=== ASSIGNED TASK ===
From the line with "point: the dry" to the final line of the records, reproduce every line exactly and only those lines.

=== EXERCISE INPUT ===

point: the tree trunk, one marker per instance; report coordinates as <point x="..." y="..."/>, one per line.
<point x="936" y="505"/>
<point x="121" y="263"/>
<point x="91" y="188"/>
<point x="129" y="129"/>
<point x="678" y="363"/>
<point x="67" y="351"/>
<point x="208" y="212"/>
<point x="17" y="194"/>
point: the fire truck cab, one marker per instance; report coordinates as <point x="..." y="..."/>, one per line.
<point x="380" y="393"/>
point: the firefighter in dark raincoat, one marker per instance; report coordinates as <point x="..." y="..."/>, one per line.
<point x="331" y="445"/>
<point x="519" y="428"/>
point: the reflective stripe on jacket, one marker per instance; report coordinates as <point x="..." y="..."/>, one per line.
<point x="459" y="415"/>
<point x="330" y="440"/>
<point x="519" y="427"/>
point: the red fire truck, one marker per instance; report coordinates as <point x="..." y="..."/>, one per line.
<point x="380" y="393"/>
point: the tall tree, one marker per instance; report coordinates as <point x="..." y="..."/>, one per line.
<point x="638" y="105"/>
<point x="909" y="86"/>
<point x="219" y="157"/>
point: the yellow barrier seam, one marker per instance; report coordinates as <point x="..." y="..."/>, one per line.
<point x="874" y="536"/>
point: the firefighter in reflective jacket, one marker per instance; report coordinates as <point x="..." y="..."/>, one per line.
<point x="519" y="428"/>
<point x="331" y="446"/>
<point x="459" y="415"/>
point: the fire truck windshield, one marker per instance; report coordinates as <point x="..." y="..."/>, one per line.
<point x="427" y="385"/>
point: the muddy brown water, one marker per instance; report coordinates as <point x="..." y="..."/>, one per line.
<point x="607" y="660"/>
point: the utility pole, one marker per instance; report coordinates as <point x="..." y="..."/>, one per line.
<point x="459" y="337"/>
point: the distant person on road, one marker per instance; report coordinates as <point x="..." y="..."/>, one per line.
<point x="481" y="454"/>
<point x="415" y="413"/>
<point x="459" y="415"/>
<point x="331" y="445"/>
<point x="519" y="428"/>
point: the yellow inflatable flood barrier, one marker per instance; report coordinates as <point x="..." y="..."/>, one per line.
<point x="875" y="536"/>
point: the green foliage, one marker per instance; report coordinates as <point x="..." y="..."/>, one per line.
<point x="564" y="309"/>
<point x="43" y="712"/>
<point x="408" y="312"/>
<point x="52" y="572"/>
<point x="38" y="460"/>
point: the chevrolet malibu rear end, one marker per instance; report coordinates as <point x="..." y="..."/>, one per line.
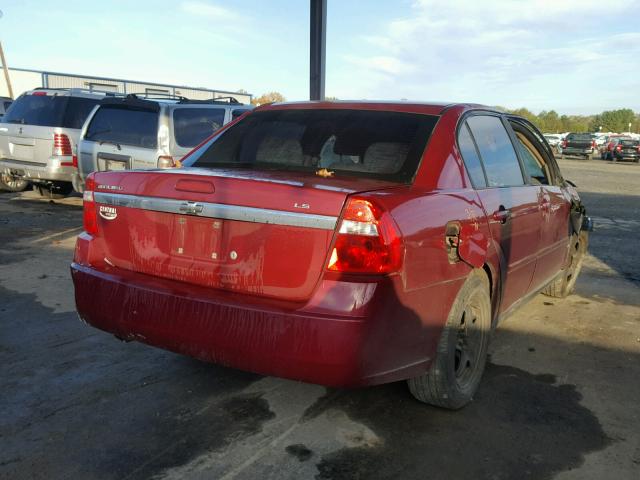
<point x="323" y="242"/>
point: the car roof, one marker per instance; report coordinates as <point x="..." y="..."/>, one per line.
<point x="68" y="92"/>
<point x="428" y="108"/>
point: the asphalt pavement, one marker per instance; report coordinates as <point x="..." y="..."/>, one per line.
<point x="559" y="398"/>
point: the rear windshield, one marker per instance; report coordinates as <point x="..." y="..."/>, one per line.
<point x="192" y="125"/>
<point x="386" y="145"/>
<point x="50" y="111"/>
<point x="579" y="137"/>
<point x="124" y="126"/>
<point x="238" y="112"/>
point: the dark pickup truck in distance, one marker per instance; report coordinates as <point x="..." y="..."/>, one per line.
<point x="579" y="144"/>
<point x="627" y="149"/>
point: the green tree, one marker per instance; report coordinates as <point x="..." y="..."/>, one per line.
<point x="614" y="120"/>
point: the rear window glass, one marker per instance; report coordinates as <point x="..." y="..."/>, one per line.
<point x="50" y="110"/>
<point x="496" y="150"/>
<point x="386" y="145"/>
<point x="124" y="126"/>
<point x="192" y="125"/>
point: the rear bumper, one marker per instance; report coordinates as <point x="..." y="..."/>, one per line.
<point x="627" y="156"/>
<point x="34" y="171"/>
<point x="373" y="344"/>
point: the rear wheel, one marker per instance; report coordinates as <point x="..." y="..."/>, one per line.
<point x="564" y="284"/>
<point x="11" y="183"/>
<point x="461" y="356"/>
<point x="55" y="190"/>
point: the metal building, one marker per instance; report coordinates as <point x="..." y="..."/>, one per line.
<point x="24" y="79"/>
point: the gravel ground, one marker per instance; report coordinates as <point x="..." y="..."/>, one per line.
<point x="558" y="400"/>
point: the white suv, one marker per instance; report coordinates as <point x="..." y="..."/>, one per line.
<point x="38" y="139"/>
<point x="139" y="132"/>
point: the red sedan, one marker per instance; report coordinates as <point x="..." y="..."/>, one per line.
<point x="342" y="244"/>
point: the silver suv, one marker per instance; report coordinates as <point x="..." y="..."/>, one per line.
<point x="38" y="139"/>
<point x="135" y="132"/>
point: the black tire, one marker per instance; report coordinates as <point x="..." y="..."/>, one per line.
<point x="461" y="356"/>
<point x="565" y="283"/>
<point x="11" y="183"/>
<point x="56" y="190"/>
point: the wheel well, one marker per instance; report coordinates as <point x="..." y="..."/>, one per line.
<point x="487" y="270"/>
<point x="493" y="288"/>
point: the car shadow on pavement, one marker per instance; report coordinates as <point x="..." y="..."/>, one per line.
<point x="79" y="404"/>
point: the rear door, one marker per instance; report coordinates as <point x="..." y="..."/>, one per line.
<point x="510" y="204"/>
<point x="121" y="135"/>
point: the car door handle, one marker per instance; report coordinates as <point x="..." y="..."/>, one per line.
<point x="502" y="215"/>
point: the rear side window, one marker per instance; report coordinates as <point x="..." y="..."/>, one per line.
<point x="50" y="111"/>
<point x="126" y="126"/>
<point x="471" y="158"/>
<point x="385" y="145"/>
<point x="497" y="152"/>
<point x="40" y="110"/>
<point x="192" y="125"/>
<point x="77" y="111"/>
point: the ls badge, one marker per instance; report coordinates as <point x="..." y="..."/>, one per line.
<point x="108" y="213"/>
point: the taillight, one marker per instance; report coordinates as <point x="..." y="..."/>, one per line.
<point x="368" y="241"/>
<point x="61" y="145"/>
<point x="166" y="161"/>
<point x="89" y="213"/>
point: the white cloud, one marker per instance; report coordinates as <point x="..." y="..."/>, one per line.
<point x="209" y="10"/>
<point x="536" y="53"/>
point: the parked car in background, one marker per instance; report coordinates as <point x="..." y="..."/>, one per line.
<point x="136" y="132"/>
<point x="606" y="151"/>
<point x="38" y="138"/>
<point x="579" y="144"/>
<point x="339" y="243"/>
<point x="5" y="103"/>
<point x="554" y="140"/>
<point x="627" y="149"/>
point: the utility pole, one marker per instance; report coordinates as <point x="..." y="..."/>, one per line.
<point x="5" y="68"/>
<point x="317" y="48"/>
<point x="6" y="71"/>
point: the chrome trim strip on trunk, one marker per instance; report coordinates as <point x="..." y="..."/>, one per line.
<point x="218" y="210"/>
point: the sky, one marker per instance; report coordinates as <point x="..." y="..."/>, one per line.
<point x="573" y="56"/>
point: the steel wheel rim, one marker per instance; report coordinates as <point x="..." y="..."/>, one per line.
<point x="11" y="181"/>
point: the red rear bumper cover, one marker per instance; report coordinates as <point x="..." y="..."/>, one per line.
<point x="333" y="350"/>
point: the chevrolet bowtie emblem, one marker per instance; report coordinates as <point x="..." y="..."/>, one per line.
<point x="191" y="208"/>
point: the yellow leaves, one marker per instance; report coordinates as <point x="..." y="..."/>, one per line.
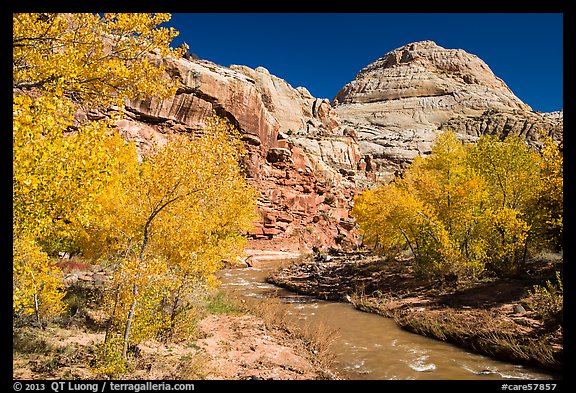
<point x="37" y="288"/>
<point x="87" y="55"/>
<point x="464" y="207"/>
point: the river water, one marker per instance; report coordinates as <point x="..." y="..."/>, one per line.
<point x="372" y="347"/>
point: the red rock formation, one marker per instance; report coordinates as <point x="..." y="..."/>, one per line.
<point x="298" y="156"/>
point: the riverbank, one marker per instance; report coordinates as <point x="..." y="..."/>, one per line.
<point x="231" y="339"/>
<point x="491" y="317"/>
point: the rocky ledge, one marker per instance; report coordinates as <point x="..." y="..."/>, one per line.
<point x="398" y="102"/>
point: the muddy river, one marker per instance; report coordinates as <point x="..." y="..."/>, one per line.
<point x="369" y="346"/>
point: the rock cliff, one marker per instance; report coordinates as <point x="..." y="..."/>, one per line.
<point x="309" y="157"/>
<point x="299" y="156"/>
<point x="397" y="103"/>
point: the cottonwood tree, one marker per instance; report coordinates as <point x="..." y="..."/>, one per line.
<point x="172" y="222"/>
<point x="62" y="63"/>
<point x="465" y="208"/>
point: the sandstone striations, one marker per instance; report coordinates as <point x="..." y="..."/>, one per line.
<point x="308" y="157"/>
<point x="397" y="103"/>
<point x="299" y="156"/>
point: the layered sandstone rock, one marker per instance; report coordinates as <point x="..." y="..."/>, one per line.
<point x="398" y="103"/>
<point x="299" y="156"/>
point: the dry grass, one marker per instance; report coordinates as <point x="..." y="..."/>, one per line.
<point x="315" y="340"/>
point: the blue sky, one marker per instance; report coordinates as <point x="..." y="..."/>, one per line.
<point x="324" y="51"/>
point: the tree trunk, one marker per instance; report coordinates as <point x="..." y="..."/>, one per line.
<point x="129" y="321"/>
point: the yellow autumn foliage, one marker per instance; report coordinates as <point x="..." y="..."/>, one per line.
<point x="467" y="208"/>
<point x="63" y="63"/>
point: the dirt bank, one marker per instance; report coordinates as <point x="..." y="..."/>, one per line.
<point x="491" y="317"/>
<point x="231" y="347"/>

=== OUTPUT ===
point: the dry grass, one marker per instance; report coordinates as <point x="..." y="..."/>, one per line.
<point x="315" y="340"/>
point: the blue sky, one marker per instance; report coordinates as <point x="..." y="..."/>, one per line.
<point x="324" y="51"/>
point: the tree trunk, one marker per instance; report coordinates as <point x="..." y="..."/>, one per line.
<point x="129" y="321"/>
point: the yellow autumn foliage, one marker per instance; report coordinates as <point x="..." y="..."/>, one per line.
<point x="467" y="208"/>
<point x="63" y="63"/>
point: the dirt bank, one marker per instance; report coordinates as <point x="..." y="..."/>, one per line.
<point x="491" y="317"/>
<point x="231" y="347"/>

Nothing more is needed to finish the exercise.